* **PROBLEM REQUIREMENTS**
Could you transcribe all of the data word for word?

-------------------------

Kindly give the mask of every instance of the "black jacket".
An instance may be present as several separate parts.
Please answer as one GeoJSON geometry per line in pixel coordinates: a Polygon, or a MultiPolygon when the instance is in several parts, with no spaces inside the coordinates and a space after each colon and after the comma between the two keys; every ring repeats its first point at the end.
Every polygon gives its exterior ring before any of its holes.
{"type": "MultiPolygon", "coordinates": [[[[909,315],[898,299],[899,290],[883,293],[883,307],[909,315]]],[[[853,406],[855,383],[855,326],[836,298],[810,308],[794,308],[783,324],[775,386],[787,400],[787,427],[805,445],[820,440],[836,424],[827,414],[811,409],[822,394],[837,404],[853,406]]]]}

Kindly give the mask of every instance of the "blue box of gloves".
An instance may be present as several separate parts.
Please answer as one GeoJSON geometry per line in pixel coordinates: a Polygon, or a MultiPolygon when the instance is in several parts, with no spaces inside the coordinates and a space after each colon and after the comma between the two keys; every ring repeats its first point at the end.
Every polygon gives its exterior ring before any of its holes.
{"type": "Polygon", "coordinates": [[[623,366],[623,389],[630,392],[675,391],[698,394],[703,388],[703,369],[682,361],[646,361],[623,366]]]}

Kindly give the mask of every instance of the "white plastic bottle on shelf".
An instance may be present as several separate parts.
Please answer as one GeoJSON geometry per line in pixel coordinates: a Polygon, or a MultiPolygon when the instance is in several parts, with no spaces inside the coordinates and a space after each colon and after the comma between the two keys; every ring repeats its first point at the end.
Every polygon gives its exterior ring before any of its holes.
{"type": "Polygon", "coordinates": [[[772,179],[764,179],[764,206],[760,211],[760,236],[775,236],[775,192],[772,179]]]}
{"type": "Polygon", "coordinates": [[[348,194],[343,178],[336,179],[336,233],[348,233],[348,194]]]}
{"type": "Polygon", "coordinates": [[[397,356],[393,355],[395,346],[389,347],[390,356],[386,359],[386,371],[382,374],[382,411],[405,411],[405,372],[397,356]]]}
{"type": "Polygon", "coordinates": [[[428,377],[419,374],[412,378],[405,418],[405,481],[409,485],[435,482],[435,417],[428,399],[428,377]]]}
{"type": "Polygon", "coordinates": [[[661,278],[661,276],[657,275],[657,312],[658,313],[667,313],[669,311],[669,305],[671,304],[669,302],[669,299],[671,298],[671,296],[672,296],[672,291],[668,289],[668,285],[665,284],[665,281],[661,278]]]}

-------------------------

* **TASK RESPONSE**
Kindly give the mask of every instance of the "black jacket".
An instance may be present as several separate parts.
Please answer as one GeoJSON geometry per line in pixel coordinates: a Polygon, or a MultiPolygon when the instance is in several parts, with no spaces inside the coordinates and a space after each colon and after the comma between the two keys; every ring repeats its first point at the end.
Every polygon gives its exterior ring before any of its holes.
{"type": "MultiPolygon", "coordinates": [[[[909,315],[898,299],[899,290],[883,293],[883,307],[909,315]]],[[[853,406],[855,383],[855,326],[836,298],[810,308],[794,308],[783,324],[775,386],[787,400],[787,427],[805,445],[820,440],[836,424],[827,414],[811,409],[822,394],[837,404],[853,406]]]]}

Kindly give the mask of every instance of the "blue box of gloves".
An instance may be present as several separate parts.
Please answer as one GeoJSON geometry per line in pixel coordinates: a Polygon, or a MultiPolygon when the instance is in several parts, with no spaces inside the coordinates and a space after each colon and after the comma between the two keys; every ring repeats its first point at the end.
Every polygon gives its exterior ring before any of its holes.
{"type": "Polygon", "coordinates": [[[623,366],[623,389],[630,392],[675,391],[698,394],[703,388],[703,369],[682,361],[646,361],[623,366]]]}

Kindly give the mask of every instance of the "white plastic bottle on shelf".
An instance may be present as several separate parts.
Please answer as one GeoJSON geometry per line in pixel coordinates: a Polygon, or a MultiPolygon when the instance is in several parts, with no spaces inside the coordinates and a space after each colon and after the comma between the two keys; every ring repeats its first point at the end.
Every polygon gives its exterior ring before any of its holes.
{"type": "Polygon", "coordinates": [[[772,179],[764,179],[764,206],[760,211],[760,236],[775,236],[775,192],[772,179]]]}
{"type": "Polygon", "coordinates": [[[348,194],[343,178],[336,179],[336,233],[348,233],[348,194]]]}
{"type": "Polygon", "coordinates": [[[397,356],[393,355],[395,346],[389,347],[390,356],[386,359],[386,371],[382,374],[382,411],[405,411],[405,372],[397,356]]]}
{"type": "Polygon", "coordinates": [[[428,377],[419,374],[412,378],[405,418],[405,481],[409,485],[435,482],[435,417],[428,399],[428,377]]]}
{"type": "Polygon", "coordinates": [[[661,278],[661,276],[657,275],[657,312],[658,313],[667,313],[669,311],[669,305],[671,304],[669,302],[669,299],[671,298],[671,296],[672,296],[672,291],[668,289],[668,285],[665,284],[665,281],[661,278]]]}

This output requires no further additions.